### [SET EXERCISE]
Rewrite everything from the line containing "of the churning" down to the line containing "(304, 1150)", both ends included and requests kept unchanged, giving only those lines. Scale every point coordinate in the answers by 1.85 and round each to a whole number, with halves rounding up.

* start DATA EXTRACT *

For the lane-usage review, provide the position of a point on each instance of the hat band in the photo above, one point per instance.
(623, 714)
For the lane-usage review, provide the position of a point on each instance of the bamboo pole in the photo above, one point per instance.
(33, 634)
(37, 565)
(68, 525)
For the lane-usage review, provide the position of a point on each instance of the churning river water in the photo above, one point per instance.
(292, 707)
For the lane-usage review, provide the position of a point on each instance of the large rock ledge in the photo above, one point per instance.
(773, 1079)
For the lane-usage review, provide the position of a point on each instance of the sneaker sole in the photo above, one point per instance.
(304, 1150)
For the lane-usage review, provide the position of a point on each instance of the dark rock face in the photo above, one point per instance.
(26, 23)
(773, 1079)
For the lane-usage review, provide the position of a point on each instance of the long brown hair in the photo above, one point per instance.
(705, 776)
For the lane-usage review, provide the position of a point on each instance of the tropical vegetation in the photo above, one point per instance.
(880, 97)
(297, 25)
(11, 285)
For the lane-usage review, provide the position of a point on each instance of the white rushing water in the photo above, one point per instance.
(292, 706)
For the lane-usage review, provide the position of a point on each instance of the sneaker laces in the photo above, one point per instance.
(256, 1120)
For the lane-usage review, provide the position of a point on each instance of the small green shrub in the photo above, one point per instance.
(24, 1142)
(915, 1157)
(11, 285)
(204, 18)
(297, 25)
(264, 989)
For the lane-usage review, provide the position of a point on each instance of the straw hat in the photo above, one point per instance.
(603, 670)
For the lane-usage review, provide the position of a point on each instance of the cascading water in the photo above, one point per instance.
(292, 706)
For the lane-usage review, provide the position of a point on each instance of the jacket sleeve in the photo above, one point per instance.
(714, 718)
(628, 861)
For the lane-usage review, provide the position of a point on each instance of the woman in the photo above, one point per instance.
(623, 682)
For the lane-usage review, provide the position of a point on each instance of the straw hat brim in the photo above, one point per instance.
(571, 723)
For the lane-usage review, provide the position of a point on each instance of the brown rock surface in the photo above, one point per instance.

* end DATA EXTRACT *

### [RESPONSE]
For the lane-usage review, provide the position of a point on each instance of the churning river water in the photo above, one point per instance.
(540, 1308)
For the lane-usage review, provide the position of a point on each instance of the large rock ledge in the photo above, one point per instance.
(1430, 1996)
For the lane-usage review, provide the position of a point on each instance of the sneaker sole in the photo above, one point per instance.
(562, 2128)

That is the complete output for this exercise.